Point-per-instance localization data
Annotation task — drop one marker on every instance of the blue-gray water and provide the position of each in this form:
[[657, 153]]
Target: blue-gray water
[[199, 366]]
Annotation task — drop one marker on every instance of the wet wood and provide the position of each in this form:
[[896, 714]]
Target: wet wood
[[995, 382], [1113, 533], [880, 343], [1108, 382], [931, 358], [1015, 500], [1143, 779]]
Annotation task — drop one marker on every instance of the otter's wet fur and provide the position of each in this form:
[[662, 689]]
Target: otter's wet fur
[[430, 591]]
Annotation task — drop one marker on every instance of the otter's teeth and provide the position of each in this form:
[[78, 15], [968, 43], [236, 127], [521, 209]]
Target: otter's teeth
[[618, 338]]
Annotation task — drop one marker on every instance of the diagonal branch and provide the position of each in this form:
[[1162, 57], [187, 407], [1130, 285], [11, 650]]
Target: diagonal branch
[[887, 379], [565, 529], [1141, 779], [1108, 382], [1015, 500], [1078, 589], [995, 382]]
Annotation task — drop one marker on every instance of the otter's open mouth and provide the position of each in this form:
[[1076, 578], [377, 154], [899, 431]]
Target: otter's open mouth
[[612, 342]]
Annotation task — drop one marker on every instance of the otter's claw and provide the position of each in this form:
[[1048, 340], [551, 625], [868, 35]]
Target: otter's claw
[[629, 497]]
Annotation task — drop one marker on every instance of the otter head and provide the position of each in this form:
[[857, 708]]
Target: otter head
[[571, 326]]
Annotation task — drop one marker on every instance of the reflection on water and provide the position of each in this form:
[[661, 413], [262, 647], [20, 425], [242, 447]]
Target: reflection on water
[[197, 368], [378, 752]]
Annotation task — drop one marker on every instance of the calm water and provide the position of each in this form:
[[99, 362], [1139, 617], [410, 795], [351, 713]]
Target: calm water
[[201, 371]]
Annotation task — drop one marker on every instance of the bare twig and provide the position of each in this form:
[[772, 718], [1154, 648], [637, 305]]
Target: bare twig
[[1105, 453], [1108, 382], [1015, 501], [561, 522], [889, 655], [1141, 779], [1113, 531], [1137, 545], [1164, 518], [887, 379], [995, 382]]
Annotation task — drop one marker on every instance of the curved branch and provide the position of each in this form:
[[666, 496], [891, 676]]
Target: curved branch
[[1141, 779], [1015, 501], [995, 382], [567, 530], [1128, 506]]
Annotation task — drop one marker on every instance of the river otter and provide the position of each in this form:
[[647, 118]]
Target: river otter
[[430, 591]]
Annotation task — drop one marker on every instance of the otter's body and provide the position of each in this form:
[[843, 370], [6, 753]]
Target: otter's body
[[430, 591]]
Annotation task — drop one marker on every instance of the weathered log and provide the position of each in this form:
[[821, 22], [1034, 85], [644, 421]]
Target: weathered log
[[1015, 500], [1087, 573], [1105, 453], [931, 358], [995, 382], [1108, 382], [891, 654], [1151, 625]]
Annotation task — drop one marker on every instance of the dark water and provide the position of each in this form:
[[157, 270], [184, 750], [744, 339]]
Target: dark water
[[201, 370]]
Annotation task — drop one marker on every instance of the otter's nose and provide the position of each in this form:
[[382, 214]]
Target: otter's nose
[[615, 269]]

• WHAT YOU ARE ASKED TO DO:
Copy out all the entries exactly once more.

• WRITTEN SOLUTION:
Annotation task — drop one marker on every instance of the blue-gray water and provide the position of each in this form:
[[657, 153]]
Target: blue-gray water
[[199, 366]]
Annotation task — drop one marker on every instance of the wet wood and provide the position of each in this form:
[[896, 714]]
Target: wet wood
[[995, 382], [1113, 533], [880, 343], [1108, 382], [931, 358], [1015, 500], [1143, 779]]
Annotation task — drop one marker on every instance of the otter's wet fur and provide the position of each in this form:
[[662, 689]]
Target: otter's wet fur
[[430, 591]]
Annotation task — drop one marker on every instance of the otter's teeth and provide the position of each in this form:
[[78, 15], [968, 43], [236, 127], [521, 209]]
Target: otter's teeth
[[618, 338]]
Annotation task — drop one marker on every instance of the diagonal branch and provide the position of each in this form:
[[1162, 57], [187, 407], [1130, 285], [11, 650]]
Target: diagonal branch
[[887, 379], [565, 529], [1141, 779], [1108, 382], [1015, 500], [1078, 589], [995, 382]]
Annotation task — drop one marker on every instance of the otter's open mouth and provide the position of each in this form:
[[1076, 578], [377, 154], [899, 431]]
Target: otter's open mouth
[[612, 342]]
Annotation task — drop one marker on every instance of the otter's claw and provide the position of each in this form:
[[1048, 340], [551, 625], [868, 35]]
Target: otter's claw
[[629, 497]]
Annotation task — drop one marker on every instance of the otter head and provide the position of each in this form:
[[857, 708]]
Target: otter head
[[571, 326]]
Annotation task — drop one marker on every instance of the reflection on water and provide the position of each in this form:
[[661, 413], [262, 647], [20, 425], [242, 447]]
Target: reflection on water
[[197, 368], [378, 752]]
Annotation task — drop one marker on every instance of the calm water and provide the position of each in this form:
[[99, 362], [1139, 617], [410, 795], [351, 713]]
Target: calm water
[[201, 371]]
Annotation task — drop one marker on every instance of the bare twig and provide the position of each in this form:
[[772, 718], [1154, 648], [637, 305]]
Target: bare twig
[[1105, 453], [1108, 382], [1015, 501], [561, 522], [889, 655], [1141, 779], [1113, 531], [1137, 545], [1164, 518], [887, 379], [995, 382]]
Annotation task — drop one marker on every instance of the curved branch and provide the position of each in this form:
[[666, 496], [891, 676]]
Target: curved branch
[[1141, 779], [1015, 501], [995, 382], [567, 530], [1128, 506]]
Annotation task — drop one marker on every instance of the river otter and provide the position of each in this form:
[[647, 118]]
Target: river otter
[[430, 591]]
Annotation task — drop one marker on every instance of the otter's body and provide the position of each in this form:
[[843, 370], [6, 753]]
Target: otter's body
[[430, 591]]
Annotation task — drop one marker on every instance of the weathered log and provide the position of each in this form:
[[821, 22], [1034, 85], [644, 421]]
Target: weathered log
[[1015, 500], [1087, 573], [1105, 453], [931, 358], [995, 382], [1108, 382], [891, 654], [1151, 625]]
Annotation task — drop one marker on every instance of the dark water and provide the position of each in this form:
[[157, 270], [184, 750], [744, 339]]
Target: dark water
[[201, 370]]
Annotation task — drop one marker on every instance of the otter's nose and provide the position of each in this form:
[[382, 214]]
Target: otter's nose
[[615, 269]]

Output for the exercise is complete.